7/6/2018 @ 7:00 PM 9:30 PM

Within Our Gates

(Oscar Micheaux, 1920) · An eye-opening counterpunch to racist dogma, Micheaux's Within Our Gates is the oldest surviving film by a black director. In this film, Sylvia Landry makes her way to Boston to raise money for a black school in the South after her confrontations with racist whites. Micheaux takes an audaciously defiant stance against white bigotry, sounding a shockingly ahead-of-its-time clarion call for authentic black representation in cinema. Print courtesy of the Library of Congress

runtime: 79m format: 35mm

 

7/13/2018 @ 7:00 PM 9:30 PM

The Strange Woman

(Edgar G. Ulmer, 1946) · In this gothic melodrama set in 1820's Maine, Hedy Lamarr stars as Jenny Hager, who is indeed one strange woman. As a child, Jenny attempts to drown another child for fun, and as an adult, her cruel games take on a more calculating and sexual nature. She cozies up to guileless timber baron, Isaiah Poster (Gene Lockhart) intent on marrying the old codger, but when his son Ephraim (Louis Hayward) returns home from college, she reconfigures her scheme in a diabolical way.

• **Record excerpts**:
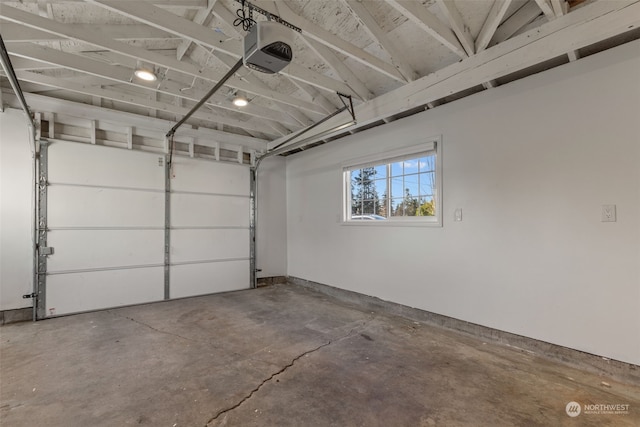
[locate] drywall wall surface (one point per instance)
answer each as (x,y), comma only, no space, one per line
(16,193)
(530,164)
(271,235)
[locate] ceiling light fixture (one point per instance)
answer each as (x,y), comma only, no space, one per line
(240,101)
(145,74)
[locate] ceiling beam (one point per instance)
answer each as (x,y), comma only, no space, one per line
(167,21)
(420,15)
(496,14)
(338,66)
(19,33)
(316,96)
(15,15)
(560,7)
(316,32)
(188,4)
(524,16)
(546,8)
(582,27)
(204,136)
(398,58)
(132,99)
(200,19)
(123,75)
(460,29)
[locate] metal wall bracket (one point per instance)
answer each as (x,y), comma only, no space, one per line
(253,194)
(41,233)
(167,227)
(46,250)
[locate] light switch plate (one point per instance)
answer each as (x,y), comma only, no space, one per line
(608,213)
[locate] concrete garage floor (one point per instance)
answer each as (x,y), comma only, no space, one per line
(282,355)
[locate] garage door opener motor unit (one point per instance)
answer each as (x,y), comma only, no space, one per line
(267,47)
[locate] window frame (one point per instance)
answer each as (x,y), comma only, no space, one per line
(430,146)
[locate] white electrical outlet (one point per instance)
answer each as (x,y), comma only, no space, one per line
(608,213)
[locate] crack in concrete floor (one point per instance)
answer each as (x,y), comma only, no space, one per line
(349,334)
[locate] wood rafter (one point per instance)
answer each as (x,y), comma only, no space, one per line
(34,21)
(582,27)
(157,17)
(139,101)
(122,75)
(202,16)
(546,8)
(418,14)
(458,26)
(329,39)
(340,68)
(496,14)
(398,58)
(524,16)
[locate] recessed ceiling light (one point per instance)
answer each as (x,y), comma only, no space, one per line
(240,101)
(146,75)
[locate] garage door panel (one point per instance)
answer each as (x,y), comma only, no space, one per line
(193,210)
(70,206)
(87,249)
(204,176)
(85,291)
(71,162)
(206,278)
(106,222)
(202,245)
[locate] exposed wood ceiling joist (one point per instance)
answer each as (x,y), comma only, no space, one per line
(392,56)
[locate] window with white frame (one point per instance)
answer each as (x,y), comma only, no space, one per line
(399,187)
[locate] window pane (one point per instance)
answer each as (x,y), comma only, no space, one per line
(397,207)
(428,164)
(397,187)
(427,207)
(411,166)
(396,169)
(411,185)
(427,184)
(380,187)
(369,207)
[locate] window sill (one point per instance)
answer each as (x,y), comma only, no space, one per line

==

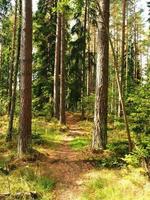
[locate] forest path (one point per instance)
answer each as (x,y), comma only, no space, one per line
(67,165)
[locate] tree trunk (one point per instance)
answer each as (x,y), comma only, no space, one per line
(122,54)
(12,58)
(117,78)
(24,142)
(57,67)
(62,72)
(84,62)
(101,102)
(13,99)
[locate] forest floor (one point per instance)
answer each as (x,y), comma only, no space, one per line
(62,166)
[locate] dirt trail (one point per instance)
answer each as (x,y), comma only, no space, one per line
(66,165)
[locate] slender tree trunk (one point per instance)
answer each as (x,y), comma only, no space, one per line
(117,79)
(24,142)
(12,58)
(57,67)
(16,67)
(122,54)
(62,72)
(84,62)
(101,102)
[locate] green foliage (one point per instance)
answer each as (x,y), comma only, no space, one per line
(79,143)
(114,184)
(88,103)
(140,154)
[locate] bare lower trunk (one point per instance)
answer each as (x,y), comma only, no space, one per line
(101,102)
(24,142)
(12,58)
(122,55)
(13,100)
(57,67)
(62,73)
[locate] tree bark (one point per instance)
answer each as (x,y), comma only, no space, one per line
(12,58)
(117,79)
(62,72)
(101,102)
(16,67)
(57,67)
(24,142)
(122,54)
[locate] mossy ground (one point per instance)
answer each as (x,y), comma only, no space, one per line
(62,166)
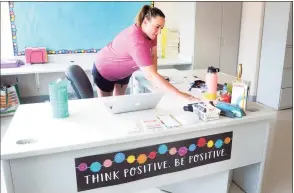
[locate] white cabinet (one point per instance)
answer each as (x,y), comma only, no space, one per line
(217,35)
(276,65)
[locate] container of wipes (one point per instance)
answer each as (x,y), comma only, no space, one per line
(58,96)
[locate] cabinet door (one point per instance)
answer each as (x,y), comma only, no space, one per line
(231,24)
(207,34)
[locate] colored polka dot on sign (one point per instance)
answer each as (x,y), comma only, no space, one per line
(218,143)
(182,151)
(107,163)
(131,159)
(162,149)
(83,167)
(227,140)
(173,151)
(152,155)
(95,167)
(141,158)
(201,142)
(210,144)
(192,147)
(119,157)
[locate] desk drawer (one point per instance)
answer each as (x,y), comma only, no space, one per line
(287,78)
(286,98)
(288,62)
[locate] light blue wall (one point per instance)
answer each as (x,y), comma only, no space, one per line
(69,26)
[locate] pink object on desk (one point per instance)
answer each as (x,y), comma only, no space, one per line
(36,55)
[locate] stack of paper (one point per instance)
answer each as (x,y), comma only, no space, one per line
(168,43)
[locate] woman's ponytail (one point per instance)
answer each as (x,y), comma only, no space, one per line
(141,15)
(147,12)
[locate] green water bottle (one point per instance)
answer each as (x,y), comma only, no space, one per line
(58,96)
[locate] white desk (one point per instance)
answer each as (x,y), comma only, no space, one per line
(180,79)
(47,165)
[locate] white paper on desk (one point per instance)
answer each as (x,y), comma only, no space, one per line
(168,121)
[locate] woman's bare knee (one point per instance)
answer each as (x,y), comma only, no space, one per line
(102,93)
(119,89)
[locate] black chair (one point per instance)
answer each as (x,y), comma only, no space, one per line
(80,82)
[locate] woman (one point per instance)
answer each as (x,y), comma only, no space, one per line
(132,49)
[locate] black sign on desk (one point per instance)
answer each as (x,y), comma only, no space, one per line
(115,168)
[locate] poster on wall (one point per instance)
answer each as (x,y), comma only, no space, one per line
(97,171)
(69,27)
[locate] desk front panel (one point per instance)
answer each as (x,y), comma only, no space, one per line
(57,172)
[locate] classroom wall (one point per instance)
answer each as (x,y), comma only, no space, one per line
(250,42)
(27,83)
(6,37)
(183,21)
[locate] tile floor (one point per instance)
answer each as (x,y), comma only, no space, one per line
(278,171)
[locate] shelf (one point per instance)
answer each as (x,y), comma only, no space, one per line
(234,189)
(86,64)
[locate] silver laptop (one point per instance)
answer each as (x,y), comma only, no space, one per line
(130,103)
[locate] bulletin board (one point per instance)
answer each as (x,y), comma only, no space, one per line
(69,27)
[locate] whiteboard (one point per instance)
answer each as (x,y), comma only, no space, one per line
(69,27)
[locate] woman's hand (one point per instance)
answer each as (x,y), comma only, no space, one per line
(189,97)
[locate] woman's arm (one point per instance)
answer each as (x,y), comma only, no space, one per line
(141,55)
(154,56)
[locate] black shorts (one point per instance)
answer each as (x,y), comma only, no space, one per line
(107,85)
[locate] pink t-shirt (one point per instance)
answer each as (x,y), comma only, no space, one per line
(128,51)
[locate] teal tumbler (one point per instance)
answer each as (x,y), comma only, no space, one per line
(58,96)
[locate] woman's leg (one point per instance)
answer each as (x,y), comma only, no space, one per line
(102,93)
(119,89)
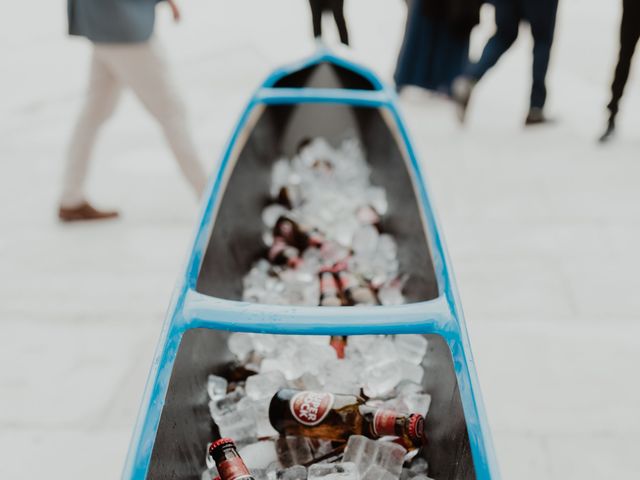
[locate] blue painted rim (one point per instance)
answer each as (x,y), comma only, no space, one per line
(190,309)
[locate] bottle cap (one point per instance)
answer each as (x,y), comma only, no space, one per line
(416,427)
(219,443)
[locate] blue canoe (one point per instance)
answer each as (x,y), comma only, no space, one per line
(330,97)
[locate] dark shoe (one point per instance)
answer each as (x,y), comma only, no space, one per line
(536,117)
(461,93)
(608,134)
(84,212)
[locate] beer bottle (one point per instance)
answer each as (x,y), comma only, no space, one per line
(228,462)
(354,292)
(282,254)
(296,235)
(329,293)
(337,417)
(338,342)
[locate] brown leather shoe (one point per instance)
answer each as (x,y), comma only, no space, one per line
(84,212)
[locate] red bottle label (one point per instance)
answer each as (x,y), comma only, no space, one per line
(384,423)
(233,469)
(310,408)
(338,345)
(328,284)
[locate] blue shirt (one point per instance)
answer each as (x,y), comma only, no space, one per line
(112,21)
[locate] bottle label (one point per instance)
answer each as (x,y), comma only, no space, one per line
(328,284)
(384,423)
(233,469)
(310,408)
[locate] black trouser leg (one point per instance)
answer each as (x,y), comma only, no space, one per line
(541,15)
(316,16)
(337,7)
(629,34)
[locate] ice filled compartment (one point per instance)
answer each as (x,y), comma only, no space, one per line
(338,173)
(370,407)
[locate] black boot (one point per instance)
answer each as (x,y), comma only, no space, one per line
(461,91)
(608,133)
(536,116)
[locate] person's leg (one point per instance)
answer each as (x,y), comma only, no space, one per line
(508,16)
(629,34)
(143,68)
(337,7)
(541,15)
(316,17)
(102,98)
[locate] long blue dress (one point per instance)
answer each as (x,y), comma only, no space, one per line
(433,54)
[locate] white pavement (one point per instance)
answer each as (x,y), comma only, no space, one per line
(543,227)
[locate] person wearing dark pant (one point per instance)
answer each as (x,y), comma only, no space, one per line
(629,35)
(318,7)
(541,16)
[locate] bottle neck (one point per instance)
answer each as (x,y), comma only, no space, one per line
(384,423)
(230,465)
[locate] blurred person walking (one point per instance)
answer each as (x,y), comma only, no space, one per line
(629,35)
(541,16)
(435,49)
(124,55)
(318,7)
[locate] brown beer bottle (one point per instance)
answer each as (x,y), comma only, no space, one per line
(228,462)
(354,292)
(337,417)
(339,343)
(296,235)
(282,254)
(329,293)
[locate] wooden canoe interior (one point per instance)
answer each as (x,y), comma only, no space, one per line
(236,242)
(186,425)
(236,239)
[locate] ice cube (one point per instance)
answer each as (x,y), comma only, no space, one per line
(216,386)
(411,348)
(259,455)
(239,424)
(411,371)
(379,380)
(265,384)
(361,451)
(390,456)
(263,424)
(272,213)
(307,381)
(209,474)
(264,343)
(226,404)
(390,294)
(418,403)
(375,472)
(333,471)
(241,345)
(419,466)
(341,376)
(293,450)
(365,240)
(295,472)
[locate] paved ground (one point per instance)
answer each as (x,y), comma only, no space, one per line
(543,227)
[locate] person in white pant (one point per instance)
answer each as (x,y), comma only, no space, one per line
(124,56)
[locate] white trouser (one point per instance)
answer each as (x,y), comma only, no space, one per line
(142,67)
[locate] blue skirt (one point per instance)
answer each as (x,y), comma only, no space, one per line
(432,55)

---

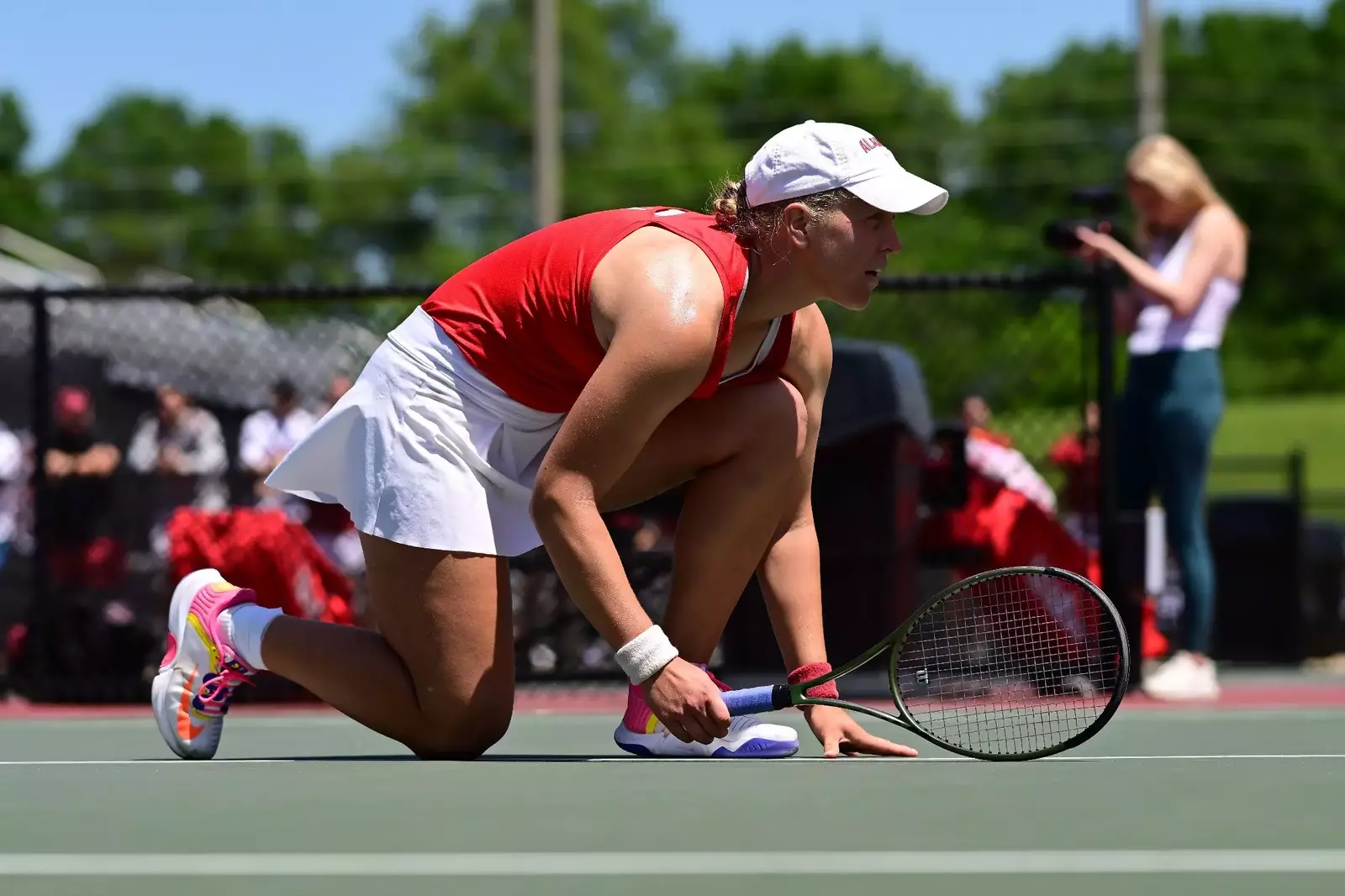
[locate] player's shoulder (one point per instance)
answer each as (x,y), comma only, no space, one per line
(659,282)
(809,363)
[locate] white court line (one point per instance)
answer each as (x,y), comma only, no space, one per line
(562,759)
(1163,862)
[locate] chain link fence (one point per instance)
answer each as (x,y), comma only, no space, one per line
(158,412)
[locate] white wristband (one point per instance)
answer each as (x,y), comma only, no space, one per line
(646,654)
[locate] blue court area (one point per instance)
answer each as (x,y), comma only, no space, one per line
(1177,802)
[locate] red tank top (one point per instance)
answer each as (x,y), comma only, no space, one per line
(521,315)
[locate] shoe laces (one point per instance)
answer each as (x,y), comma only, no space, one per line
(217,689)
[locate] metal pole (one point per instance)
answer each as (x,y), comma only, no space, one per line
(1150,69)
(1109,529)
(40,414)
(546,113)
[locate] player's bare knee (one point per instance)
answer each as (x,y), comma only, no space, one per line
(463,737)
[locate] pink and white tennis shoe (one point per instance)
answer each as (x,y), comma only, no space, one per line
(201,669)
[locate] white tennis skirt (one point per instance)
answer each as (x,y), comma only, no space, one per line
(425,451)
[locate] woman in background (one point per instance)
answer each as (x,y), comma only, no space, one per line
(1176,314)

• **Required work**:
• 1. Answer these questions from the film screening listing:
(a) Which institution supplied the print of Within Our Gates?
(b) What is the runtime of Within Our Gates?
(c) Where and in what decade is The Strange Woman set?
• 2. Extend the film screening listing from the point where it stops, keeping its style.

• **Written responses**:
• 1.
(a) The Library of Congress
(b) 79 minutes
(c) Maine, in the 1820s

• 2.
runtime: 100m format: 16mm

 

7/20/2018 @ 7:00 PM 9:30 PM

Melodrama

(Rolando Díaz, 1995) · Written and directed by the acclaimed Cuban director Rolando Díaz, Melodrama follows Esperanza, an aging and passionate newscaster, who will do anything to have a child before it is too late. Through her relationships with three different men, she begins to suspect that no man will ever fulfill everything she is looking for in a husband. Known best for his documentary work, Díaz flexes his fiction filmmaking chops in this early work.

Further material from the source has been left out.